## WORK INSTRUCTIONS
Search the data for "orange". Each line containing it is to be copied.

## DATA EXTRACTS

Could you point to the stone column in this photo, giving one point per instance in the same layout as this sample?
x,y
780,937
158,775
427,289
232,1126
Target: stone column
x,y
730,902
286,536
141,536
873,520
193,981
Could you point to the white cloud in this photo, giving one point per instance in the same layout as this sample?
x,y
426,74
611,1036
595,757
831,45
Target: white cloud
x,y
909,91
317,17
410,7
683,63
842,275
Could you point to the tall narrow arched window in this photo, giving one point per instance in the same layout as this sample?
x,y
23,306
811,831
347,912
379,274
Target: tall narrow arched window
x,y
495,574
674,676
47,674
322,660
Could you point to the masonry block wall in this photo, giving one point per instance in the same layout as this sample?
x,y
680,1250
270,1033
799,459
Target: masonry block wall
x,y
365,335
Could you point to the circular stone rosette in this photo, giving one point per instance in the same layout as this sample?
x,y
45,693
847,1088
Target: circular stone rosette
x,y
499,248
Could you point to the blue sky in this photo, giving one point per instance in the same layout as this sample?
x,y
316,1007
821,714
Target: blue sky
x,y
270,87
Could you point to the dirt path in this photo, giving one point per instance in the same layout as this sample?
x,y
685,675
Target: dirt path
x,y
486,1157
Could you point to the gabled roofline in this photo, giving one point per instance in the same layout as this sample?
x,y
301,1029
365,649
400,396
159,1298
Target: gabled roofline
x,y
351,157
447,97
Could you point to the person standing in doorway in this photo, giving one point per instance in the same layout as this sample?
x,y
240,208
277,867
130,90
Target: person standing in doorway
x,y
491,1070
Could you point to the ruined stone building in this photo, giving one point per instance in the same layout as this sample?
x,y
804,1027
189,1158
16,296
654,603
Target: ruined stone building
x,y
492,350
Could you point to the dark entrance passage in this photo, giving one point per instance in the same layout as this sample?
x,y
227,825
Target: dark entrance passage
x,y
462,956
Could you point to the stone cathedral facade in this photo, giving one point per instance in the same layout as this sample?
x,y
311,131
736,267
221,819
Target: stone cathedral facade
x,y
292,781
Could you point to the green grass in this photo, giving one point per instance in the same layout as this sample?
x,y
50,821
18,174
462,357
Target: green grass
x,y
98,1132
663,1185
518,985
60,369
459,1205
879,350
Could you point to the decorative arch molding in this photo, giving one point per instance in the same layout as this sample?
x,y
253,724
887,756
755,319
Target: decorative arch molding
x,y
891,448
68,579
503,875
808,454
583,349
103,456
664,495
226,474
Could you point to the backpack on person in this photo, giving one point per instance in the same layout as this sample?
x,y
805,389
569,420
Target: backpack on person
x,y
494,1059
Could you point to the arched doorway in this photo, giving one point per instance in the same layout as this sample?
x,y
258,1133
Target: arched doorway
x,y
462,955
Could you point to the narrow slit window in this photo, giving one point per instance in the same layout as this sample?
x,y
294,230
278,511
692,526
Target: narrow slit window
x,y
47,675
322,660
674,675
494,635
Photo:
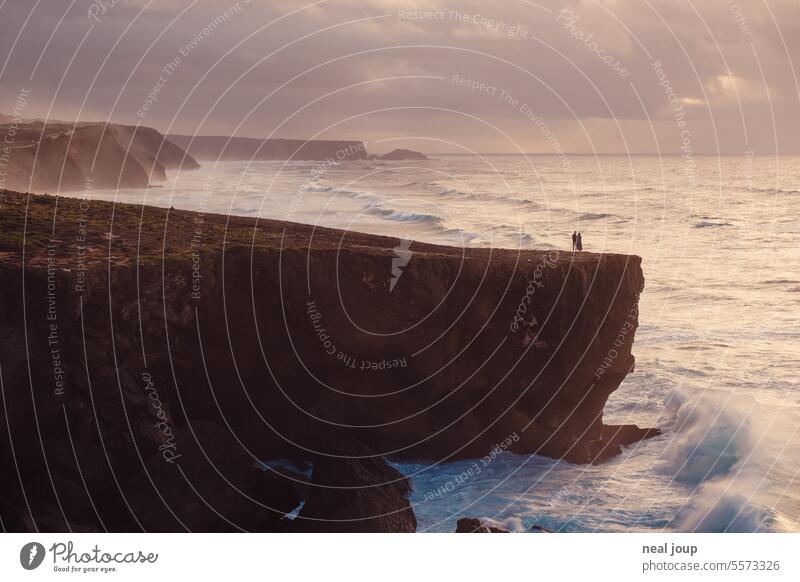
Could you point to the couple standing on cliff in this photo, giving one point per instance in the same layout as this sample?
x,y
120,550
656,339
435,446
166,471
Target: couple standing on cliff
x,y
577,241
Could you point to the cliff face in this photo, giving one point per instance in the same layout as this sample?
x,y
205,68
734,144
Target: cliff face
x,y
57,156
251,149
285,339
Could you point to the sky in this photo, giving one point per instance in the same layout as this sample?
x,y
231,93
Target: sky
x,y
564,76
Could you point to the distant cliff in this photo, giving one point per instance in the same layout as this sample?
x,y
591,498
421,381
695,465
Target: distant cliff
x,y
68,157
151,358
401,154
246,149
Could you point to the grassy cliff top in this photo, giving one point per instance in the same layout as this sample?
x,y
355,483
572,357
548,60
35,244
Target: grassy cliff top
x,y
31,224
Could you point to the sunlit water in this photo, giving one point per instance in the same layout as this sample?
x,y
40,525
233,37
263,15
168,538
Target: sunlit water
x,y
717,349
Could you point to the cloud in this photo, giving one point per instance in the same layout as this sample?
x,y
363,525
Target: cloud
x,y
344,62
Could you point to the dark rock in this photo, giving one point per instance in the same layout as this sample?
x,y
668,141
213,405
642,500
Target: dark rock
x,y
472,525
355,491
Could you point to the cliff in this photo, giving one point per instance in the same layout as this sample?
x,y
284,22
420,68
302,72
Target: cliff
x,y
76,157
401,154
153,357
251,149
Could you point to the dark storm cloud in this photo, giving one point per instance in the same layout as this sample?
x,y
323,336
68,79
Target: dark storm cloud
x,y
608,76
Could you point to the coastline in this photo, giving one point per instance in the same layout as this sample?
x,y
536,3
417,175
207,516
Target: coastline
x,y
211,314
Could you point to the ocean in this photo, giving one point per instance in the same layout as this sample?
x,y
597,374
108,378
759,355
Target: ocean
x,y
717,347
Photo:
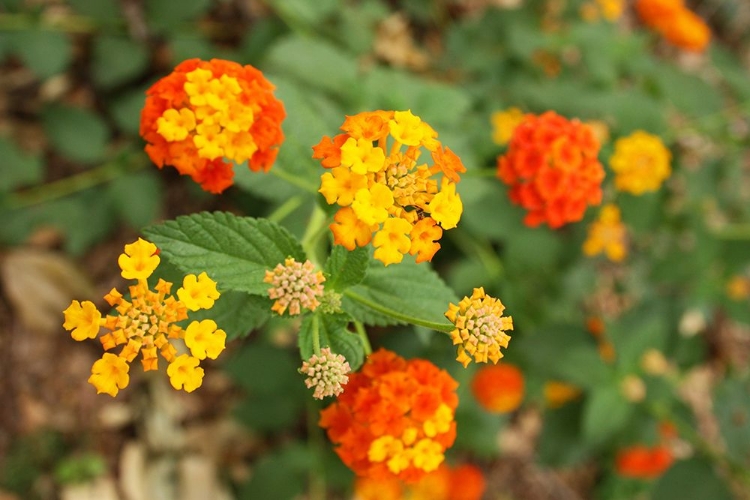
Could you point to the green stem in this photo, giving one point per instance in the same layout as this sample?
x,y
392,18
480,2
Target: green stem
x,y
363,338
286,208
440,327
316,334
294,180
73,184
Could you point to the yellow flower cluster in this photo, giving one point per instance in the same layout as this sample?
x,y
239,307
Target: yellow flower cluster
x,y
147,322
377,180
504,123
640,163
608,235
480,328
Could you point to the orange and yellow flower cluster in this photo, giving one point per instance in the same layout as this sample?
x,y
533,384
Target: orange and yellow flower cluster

## RESPONSE AREA
Could you point to the orange and yellow flower cluster in this photo, giving one point per instance in the same layout as this sample?
Target: orange and yellow flower cluster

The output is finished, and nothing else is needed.